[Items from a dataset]
● ● ● ● ●

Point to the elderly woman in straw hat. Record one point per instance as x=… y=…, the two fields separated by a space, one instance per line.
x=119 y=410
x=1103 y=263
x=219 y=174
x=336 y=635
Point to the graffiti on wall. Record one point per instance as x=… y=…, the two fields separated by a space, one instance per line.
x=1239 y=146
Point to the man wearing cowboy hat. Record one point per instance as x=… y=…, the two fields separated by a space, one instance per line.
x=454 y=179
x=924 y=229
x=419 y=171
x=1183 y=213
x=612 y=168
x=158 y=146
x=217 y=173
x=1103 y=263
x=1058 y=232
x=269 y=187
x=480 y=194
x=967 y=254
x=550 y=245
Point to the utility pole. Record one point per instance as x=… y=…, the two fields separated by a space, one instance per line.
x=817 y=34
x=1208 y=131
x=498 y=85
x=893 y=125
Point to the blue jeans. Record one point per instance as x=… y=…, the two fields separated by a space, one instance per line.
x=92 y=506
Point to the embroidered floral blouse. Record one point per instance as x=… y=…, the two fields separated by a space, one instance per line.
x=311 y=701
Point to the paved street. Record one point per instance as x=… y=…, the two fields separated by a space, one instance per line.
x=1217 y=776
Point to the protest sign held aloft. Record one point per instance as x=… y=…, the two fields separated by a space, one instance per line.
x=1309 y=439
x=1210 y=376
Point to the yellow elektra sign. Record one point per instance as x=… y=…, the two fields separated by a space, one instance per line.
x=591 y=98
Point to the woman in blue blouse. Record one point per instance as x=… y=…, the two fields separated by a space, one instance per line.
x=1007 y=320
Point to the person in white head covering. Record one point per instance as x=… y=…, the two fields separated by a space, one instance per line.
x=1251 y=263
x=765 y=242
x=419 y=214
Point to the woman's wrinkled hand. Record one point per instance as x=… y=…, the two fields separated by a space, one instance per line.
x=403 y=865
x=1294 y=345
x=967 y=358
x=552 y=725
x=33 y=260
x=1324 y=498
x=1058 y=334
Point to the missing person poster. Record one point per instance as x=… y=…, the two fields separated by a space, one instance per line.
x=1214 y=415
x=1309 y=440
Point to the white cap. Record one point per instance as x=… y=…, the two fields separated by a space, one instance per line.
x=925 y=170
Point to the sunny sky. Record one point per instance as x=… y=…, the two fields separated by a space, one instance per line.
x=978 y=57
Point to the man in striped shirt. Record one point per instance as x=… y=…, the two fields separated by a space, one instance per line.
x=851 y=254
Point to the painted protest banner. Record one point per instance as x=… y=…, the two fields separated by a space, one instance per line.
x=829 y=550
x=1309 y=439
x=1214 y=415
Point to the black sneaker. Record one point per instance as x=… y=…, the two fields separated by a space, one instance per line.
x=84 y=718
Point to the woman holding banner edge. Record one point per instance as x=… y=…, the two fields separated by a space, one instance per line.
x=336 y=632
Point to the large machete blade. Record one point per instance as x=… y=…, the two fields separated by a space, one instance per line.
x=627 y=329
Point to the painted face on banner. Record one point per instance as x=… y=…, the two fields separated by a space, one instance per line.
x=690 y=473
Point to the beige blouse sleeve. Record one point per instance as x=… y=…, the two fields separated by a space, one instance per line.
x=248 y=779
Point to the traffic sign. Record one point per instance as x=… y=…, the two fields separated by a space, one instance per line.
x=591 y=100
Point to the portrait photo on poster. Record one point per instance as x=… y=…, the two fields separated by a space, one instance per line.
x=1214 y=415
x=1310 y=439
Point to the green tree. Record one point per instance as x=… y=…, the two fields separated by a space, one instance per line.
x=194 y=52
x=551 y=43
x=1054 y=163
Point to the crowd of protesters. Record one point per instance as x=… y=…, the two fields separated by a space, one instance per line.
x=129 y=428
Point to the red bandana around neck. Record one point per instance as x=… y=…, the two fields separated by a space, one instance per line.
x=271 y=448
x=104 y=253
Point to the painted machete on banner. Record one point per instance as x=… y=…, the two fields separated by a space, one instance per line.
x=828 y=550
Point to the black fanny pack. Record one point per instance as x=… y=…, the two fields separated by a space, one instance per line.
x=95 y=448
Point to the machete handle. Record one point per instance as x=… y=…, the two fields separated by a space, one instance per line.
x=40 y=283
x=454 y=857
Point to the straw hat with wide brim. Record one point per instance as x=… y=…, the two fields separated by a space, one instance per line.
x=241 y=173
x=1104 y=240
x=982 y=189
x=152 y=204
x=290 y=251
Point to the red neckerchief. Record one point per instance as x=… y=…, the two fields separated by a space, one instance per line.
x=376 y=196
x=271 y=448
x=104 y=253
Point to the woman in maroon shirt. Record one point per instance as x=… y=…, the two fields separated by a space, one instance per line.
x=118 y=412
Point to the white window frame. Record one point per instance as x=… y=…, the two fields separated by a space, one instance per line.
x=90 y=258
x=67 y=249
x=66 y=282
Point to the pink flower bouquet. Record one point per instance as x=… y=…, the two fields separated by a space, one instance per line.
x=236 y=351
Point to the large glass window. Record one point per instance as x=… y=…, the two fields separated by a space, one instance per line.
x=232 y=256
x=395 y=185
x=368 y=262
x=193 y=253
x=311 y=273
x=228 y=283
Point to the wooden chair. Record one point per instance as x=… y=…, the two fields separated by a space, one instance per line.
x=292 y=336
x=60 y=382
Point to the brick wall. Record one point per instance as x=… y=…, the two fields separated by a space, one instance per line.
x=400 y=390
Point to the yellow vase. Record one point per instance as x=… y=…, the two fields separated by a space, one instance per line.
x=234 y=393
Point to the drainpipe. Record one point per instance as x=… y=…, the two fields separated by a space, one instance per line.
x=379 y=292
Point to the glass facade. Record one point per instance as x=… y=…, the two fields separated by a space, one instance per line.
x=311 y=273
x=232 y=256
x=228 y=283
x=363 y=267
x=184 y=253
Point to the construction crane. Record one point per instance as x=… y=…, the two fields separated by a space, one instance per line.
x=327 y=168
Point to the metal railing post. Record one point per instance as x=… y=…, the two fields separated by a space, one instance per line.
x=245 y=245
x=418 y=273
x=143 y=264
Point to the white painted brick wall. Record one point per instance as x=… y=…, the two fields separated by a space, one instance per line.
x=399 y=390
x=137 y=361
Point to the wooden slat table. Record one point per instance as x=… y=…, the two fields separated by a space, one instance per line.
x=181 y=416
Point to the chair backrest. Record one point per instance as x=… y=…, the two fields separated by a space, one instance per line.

● ● ● ● ●

**TASK DETAILS**: Turn every line of the data above into a Markdown table with two columns, "Row" for the row number and "Line" for the line itself. Leave out any blank lines.

**COMPLETED EXERCISE**:
| Row | Line |
|---|---|
| 1 | Point to the elderly woman in straw hat. Record one point per instance as x=… y=…, the two fields separated by a space, one instance per line. |
| 2 | x=119 y=410 |
| 3 | x=1103 y=263 |
| 4 | x=219 y=174 |
| 5 | x=336 y=635 |
| 6 | Point to the graffiti on wall. Record one point per instance as x=… y=…, the two fields separated by a space, one instance per line. |
| 7 | x=1239 y=146 |
| 8 | Point to the man wearing cowboy hat. Record one point per instance as x=… y=…, the two fields separated by a space, one instance per line. |
| 9 | x=454 y=179 |
| 10 | x=924 y=229 |
| 11 | x=419 y=171 |
| 12 | x=1183 y=213 |
| 13 | x=612 y=168 |
| 14 | x=158 y=146 |
| 15 | x=217 y=173 |
| 16 | x=1103 y=263 |
| 17 | x=1058 y=232 |
| 18 | x=269 y=187 |
| 19 | x=480 y=194 |
| 20 | x=967 y=254 |
| 21 | x=550 y=245 |
| 22 | Point to the utility pole. Record one point per instance as x=… y=…, the two fields separated by a space, one instance per line. |
| 23 | x=817 y=34 |
| 24 | x=1208 y=131 |
| 25 | x=498 y=85 |
| 26 | x=893 y=125 |
| 27 | Point to the blue jeans. Record one point per instance as x=… y=…, the two fields separated by a space, one instance per line. |
| 28 | x=92 y=506 |
| 29 | Point to the embroidered floral blouse. Record one point per instance as x=… y=…, the two fields separated by a space, one instance per line. |
| 30 | x=311 y=701 |
| 31 | Point to the paved street. Record one point per instance as x=… y=…, the two fields separated by a space, one instance per line. |
| 32 | x=1217 y=776 |
| 33 | Point to the protest sign held aloft. Record one point per instance as x=… y=…, the two fields separated by a space, one instance per line. |
| 34 | x=1309 y=439 |
| 35 | x=1210 y=376 |
| 36 | Point to the yellow elektra sign. Record one point per instance as x=… y=…, the two fields separated by a space, one instance per line. |
| 37 | x=591 y=98 |
| 38 | Point to the woman in blue blouse. Record one point per instance as x=… y=…, the two fields separated by a space, one instance per line. |
| 39 | x=1007 y=320 |
| 40 | Point to the person in white head covering. Record one point per instance as x=… y=…, the two fields separated by a space, one instance per line. |
| 41 | x=1251 y=263 |
| 42 | x=765 y=242 |
| 43 | x=419 y=214 |
| 44 | Point to the woman's wrinkled hand. Record one point per instance as x=… y=…, the two fields separated by a space, one instance per line. |
| 45 | x=403 y=865 |
| 46 | x=1294 y=345 |
| 47 | x=967 y=358 |
| 48 | x=552 y=725 |
| 49 | x=33 y=260 |
| 50 | x=1324 y=498 |
| 51 | x=1058 y=334 |
| 52 | Point to the missing person poster. Record one point per instance as x=… y=…, the two fields separated by a space, one instance per line. |
| 53 | x=1214 y=415 |
| 54 | x=1309 y=440 |
| 55 | Point to the white cap. Record one point per instance as x=… y=…, the two fields separated by a space, one instance per line. |
| 56 | x=925 y=170 |
| 57 | Point to the sunny sky. Record one point per instance as x=… y=…, the two fields separated by a space, one instance per line. |
| 58 | x=978 y=57 |
| 59 | Point to the man in striped shirt. Record one point per instance as x=… y=…, the two fields separated by a space, one instance per line. |
| 60 | x=851 y=254 |
| 61 | Point to the painted protest banner. Record one point per instance as x=… y=…, the two fields separated by a space, one instance per line. |
| 62 | x=829 y=550 |
| 63 | x=1309 y=439 |
| 64 | x=1214 y=415 |
| 65 | Point to the black sneaker. Record one point per instance as x=… y=…, the two fields separated by a space, one instance per line. |
| 66 | x=84 y=718 |
| 67 | Point to the woman holding banner edge. Record one point per instance as x=… y=…, the two fields separated by a space, one instance per line. |
| 68 | x=336 y=632 |
| 69 | Point to the large machete blade. Record one point per instance as x=… y=…, the two fields separated by a space, one instance per line. |
| 70 | x=627 y=329 |
| 71 | Point to the painted face on banner. Record one point per instance as x=… y=…, the two fields separated by a space, one instance per line. |
| 72 | x=690 y=473 |
| 73 | Point to the beige blouse sleeve. Record one point per instance as x=… y=…, the two fields separated by a space, one instance per line. |
| 74 | x=248 y=779 |
| 75 | Point to the traffic sign. Record one point per instance as x=… y=…, the two fields separated by a space, one instance per line. |
| 76 | x=591 y=100 |
| 77 | Point to the portrait photo on poster. Record one point per instance as x=… y=…, the two fields separated by a space, one instance per line. |
| 78 | x=1214 y=415 |
| 79 | x=1310 y=439 |
| 80 | Point to the green tree. Record one point per instance as x=… y=…, the two fields separated by a space, one instance per line. |
| 81 | x=194 y=52 |
| 82 | x=551 y=43 |
| 83 | x=1054 y=163 |
| 84 | Point to the crowd of protesters. Record one point per instance as x=… y=…, the two fields separated by a space, one instance per line. |
| 85 | x=129 y=428 |
| 86 | Point to the red bandana around neck. Record one point per instance as x=… y=…, the two fields separated by a space, one instance per line. |
| 87 | x=271 y=448 |
| 88 | x=104 y=253 |
| 89 | Point to the painted machete on banner. Record one point per instance as x=… y=…, the two fields separated by a space, one instance per line. |
| 90 | x=828 y=550 |
| 91 | Point to the black fanny pack. Record one point per instance as x=… y=…, the two fields separated by a space, one instance per line. |
| 92 | x=95 y=448 |
| 93 | Point to the machete handle. Record one point per instance as x=… y=…, the two fields separated by a space, one instance per line. |
| 94 | x=40 y=283 |
| 95 | x=454 y=857 |
| 96 | Point to the straw hat with wide brim. Record one point per instance as x=… y=…, the two fields separated by a space, one instance per line. |
| 97 | x=241 y=173 |
| 98 | x=1104 y=240 |
| 99 | x=982 y=189 |
| 100 | x=152 y=204 |
| 101 | x=290 y=251 |
| 102 | Point to the red neckerchief. Record one point per instance as x=… y=…, the two fields separated by a space, one instance per line. |
| 103 | x=376 y=196 |
| 104 | x=271 y=448 |
| 105 | x=104 y=253 |
| 106 | Point to the woman in maroon shirt. Record one point per instance as x=… y=…, the two fields separated by a space, one instance per line. |
| 107 | x=118 y=412 |
| 108 | Point to the white window frame. Record one point per instance as x=… y=…, the two fields separated by a space, one instance per line. |
| 109 | x=90 y=258 |
| 110 | x=67 y=249 |
| 111 | x=66 y=282 |
| 112 | Point to the pink flower bouquet. Record one point per instance as x=… y=…, the two fields separated by a space, one instance per line. |
| 113 | x=236 y=351 |
| 114 | Point to the large glass window. Record one point per instance as x=… y=…, the two fields separated by a space, one instance per line. |
| 115 | x=232 y=256 |
| 116 | x=395 y=185 |
| 117 | x=368 y=262 |
| 118 | x=193 y=253 |
| 119 | x=311 y=273 |
| 120 | x=228 y=283 |
| 121 | Point to the wooden chair. Record one point per instance as x=… y=…, the two fields separated by a space, one instance per line. |
| 122 | x=292 y=336 |
| 123 | x=60 y=382 |
| 124 | Point to the brick wall. Record one point per instance as x=… y=…, the two fields separated by a space, one instance per line. |
| 125 | x=400 y=390 |
| 126 | Point to the yellow vase. Record one point per instance as x=… y=…, the two fields separated by a space, one instance per line. |
| 127 | x=234 y=393 |
| 128 | Point to the drainpipe. Record one point per instance as x=… y=…, the two fields separated by a space, one instance per line. |
| 129 | x=379 y=292 |
| 130 | Point to the glass facade. Record one point per instance as x=… y=…, the two fields separated by a space, one instance per line. |
| 131 | x=311 y=273 |
| 132 | x=232 y=256 |
| 133 | x=228 y=283 |
| 134 | x=363 y=267 |
| 135 | x=184 y=253 |
| 136 | Point to the construction crane. Record one point per instance as x=… y=…, the two fields separated by a space, one instance per line. |
| 137 | x=327 y=168 |
| 138 | Point to the metal railing post. Record one point per instance as x=… y=…, the two fields separated by a space, one instance per line. |
| 139 | x=245 y=245 |
| 140 | x=418 y=273 |
| 141 | x=143 y=264 |
| 142 | Point to the white painted brick wall. Record one point per instance as x=… y=…, the two fields separated by a space, one instance per line. |
| 143 | x=399 y=390 |
| 144 | x=137 y=361 |
| 145 | Point to the wooden slat table. Record one point per instance as x=… y=…, the two fields separated by a space, one instance per line. |
| 146 | x=181 y=416 |
| 147 | Point to the chair backrest. Record one point per instance as x=… y=…, the two fields separated by a space, one instance per line. |